[Excerpts of bounding box data]

## start

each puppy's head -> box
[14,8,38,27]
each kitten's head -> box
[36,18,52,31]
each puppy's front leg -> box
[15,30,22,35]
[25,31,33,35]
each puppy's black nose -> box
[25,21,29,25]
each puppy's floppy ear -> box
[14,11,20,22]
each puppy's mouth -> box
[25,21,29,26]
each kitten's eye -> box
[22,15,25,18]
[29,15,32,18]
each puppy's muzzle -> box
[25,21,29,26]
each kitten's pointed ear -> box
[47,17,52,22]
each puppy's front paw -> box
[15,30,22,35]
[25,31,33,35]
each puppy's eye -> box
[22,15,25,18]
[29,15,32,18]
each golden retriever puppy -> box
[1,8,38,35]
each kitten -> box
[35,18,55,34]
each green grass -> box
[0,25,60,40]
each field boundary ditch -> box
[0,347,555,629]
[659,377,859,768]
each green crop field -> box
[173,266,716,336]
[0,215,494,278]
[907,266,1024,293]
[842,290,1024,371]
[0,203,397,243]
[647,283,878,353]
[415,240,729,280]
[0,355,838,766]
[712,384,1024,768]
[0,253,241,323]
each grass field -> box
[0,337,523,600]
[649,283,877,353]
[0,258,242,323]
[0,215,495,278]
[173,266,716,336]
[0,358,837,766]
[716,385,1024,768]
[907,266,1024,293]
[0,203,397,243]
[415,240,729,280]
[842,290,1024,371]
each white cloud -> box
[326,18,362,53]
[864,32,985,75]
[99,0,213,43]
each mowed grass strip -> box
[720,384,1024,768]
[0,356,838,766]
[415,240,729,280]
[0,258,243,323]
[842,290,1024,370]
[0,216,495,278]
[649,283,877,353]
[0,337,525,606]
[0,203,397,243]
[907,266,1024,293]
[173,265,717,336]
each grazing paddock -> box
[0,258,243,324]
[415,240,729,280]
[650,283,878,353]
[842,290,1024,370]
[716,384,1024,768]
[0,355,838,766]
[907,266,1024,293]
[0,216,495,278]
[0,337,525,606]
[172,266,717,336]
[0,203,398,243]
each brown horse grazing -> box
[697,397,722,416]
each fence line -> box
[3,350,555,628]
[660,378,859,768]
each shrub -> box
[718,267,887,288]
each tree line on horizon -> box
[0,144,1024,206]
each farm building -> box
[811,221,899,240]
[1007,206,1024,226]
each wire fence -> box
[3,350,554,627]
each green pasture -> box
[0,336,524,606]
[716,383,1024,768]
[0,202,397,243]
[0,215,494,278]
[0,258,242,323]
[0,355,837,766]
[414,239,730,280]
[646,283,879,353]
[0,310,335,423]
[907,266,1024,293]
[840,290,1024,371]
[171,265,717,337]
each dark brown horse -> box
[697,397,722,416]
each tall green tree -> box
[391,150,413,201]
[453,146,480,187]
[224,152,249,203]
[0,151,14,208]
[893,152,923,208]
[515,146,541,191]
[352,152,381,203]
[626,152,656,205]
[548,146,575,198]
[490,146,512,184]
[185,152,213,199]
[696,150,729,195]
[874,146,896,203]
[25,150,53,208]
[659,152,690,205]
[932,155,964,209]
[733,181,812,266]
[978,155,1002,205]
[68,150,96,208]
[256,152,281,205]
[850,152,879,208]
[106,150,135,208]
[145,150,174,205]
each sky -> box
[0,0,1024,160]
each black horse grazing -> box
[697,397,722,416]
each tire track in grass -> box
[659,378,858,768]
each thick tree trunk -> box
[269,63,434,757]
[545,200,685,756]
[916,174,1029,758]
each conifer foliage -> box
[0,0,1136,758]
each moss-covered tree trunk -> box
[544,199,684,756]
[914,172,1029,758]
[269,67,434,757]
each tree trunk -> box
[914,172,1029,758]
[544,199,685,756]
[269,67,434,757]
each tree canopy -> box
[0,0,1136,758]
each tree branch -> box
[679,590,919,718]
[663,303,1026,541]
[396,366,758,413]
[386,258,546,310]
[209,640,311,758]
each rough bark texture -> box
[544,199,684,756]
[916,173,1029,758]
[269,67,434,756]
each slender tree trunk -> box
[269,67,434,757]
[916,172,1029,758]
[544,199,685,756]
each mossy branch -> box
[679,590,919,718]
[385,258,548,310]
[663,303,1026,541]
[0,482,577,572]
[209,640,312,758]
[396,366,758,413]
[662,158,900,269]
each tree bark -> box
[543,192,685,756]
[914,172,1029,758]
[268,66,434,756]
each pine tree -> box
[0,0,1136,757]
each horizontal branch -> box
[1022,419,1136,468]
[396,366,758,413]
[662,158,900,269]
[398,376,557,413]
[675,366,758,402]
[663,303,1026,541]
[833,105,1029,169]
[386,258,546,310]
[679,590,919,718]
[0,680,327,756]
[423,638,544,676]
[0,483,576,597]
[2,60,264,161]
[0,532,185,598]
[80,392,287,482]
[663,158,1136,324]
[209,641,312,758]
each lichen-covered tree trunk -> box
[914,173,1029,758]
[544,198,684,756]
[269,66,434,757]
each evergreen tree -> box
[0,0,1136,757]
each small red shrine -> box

## end

Rewrite the stretch of the listing from its start through the line containing "[1007,206,1024,226]", keeping every line, including those without coordinates. Offset each bounding box coordinate by adding 131 to it.

Result below:
each puppy's head -> box
[145,139,169,158]
each kitten's head -> box
[167,149,183,162]
each puppy's front leg -> box
[146,161,153,166]
[156,162,164,166]
each puppy's black nose -> box
[156,152,160,156]
each puppy's floppy ear -> box
[145,142,151,153]
each puppy's mouth -> box
[156,152,160,157]
each kitten's eye -> box
[153,146,156,149]
[160,146,163,149]
each puppy's muzzle -> box
[156,152,160,157]
each kitten's pointed ear -> box
[178,148,183,153]
each puppy's front paw -> box
[146,161,153,166]
[156,162,164,166]
each puppy's eye -> box
[153,146,156,149]
[160,146,163,149]
each golden retriever puppy -> box
[132,139,169,166]
each kitten -> box
[166,149,186,165]
each green grass -> box
[131,156,191,171]
each field boundary ditch -> box
[131,478,686,760]
[790,508,990,899]
each green crop field -> box
[304,397,847,467]
[131,346,625,409]
[1038,397,1155,424]
[973,421,1155,502]
[131,334,528,374]
[778,414,1009,484]
[546,371,860,411]
[131,486,969,897]
[843,515,1155,899]
[131,384,372,454]
each grass field -> box
[131,468,654,731]
[780,414,1008,484]
[131,389,373,454]
[131,346,626,409]
[304,397,847,467]
[131,489,968,897]
[847,516,1155,899]
[1038,397,1155,424]
[131,334,528,374]
[546,371,860,411]
[973,421,1155,502]
each white cloud -> box
[457,149,493,184]
[995,163,1116,206]
[230,131,344,174]
each mowed grass strip -> box
[851,515,1155,899]
[131,487,969,897]
[546,371,860,411]
[131,389,374,454]
[973,421,1155,501]
[131,347,626,409]
[780,414,1008,484]
[131,468,656,737]
[131,334,528,374]
[1038,397,1155,424]
[304,396,848,467]
each grazing paddock -> box
[131,389,374,455]
[546,371,860,411]
[781,414,1009,484]
[973,421,1155,501]
[847,515,1155,899]
[131,486,969,897]
[1038,397,1155,424]
[131,347,626,409]
[131,468,656,737]
[303,397,848,467]
[131,334,529,374]
each brown horse grazing -> box
[828,528,853,547]
each fence line -> box
[134,481,686,759]
[791,509,990,899]
each shrub -> box
[849,398,1018,419]
each tree line on horizon -> box
[131,275,1155,337]
each farm building -> box
[942,352,1030,371]
[1138,337,1155,357]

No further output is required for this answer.